- What is asked
How many of the lines below contain the string "white"? Reply with the number alone.

- Information given
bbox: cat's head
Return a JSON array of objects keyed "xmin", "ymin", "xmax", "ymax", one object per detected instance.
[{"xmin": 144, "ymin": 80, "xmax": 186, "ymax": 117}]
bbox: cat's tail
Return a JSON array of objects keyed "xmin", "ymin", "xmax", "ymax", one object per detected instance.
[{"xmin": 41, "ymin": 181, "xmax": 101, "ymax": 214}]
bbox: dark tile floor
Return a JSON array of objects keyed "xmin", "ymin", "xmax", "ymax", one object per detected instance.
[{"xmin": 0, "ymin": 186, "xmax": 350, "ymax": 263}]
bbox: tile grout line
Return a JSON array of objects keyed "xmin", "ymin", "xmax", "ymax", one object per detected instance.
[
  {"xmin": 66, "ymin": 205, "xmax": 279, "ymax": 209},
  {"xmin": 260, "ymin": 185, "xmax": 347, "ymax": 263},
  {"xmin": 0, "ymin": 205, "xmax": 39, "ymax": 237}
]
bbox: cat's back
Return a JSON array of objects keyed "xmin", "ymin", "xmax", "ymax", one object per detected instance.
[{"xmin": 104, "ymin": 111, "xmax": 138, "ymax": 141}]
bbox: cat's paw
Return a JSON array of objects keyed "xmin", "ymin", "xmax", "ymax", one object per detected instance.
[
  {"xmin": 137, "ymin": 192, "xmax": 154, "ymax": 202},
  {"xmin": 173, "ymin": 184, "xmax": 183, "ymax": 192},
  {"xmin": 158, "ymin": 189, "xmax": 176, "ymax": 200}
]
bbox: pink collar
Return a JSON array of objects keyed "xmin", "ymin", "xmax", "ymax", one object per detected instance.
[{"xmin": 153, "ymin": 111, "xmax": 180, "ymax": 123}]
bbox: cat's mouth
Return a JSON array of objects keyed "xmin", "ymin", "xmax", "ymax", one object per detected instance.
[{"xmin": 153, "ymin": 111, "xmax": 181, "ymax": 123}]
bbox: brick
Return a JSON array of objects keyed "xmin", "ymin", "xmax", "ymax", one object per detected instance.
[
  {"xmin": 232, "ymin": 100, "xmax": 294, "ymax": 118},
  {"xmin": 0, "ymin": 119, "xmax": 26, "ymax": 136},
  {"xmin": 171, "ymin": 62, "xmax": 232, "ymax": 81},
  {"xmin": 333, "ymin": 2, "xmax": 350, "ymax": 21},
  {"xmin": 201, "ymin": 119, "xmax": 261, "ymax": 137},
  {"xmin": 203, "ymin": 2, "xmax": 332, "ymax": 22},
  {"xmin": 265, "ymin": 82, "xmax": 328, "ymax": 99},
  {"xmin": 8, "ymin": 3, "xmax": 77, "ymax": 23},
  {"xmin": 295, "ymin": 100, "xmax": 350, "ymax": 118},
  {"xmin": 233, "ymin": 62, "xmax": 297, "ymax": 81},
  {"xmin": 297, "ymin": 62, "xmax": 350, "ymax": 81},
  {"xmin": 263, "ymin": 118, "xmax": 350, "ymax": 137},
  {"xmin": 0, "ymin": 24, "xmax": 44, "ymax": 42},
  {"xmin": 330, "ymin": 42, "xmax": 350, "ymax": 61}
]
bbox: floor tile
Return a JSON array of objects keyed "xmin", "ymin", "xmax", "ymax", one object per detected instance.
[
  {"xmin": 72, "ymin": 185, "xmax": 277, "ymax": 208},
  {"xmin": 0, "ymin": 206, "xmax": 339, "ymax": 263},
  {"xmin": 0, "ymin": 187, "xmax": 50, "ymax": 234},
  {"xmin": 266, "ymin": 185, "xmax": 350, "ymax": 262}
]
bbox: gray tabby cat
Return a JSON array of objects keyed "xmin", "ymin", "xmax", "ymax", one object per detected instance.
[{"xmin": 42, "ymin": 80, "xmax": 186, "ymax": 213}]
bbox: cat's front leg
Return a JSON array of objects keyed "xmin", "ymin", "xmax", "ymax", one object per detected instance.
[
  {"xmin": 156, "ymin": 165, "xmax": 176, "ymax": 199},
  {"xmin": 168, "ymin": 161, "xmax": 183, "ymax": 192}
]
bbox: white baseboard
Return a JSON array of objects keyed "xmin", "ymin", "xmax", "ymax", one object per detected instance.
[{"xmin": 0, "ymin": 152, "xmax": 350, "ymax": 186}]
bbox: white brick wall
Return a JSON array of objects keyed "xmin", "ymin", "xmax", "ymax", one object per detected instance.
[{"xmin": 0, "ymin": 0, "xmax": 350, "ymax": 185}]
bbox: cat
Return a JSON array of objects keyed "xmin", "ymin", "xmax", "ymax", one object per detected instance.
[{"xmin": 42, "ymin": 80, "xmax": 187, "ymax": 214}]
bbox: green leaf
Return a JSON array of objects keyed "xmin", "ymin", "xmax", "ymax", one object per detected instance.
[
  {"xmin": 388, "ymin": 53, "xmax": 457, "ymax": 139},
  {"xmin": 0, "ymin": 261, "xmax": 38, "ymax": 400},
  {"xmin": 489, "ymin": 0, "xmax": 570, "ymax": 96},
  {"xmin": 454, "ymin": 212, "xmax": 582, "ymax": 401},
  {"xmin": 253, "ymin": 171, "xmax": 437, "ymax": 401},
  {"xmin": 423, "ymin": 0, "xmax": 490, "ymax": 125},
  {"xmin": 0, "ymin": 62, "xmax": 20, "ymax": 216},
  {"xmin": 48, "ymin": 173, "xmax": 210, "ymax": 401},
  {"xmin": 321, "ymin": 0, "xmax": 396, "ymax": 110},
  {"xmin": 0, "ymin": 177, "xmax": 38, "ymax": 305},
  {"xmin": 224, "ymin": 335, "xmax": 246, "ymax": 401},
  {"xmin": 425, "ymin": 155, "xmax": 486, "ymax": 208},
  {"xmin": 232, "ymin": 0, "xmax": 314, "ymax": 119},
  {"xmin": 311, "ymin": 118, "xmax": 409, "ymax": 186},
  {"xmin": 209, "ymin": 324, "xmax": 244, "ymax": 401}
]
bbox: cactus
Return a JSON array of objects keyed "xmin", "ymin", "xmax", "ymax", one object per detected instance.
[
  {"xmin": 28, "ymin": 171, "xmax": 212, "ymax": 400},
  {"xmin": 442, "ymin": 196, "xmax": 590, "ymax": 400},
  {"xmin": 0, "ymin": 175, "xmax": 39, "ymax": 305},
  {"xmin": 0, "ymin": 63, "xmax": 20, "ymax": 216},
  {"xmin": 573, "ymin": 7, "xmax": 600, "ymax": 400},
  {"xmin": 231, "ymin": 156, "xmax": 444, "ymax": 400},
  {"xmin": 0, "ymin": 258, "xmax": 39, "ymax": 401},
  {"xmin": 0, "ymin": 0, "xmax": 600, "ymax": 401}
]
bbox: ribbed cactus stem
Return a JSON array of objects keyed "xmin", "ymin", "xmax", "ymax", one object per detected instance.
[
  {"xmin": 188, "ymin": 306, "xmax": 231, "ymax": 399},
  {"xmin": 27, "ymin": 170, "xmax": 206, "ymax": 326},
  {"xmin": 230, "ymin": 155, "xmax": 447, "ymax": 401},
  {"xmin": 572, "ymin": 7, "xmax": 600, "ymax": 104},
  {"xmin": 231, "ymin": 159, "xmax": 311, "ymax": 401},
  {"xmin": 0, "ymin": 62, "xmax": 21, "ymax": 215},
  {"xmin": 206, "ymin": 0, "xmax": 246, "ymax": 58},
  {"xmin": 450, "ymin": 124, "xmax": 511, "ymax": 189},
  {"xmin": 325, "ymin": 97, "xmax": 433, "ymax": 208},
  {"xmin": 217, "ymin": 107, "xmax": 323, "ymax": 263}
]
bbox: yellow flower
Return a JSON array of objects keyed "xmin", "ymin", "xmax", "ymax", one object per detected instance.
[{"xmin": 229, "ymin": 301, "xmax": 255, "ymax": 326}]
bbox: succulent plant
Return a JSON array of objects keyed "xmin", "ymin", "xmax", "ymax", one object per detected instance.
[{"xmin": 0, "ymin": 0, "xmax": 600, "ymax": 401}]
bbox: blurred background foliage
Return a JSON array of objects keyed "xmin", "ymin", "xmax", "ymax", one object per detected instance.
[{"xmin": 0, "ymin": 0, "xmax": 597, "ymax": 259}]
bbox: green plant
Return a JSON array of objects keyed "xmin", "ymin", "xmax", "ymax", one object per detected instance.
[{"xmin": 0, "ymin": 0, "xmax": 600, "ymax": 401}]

- Response to the exercise
2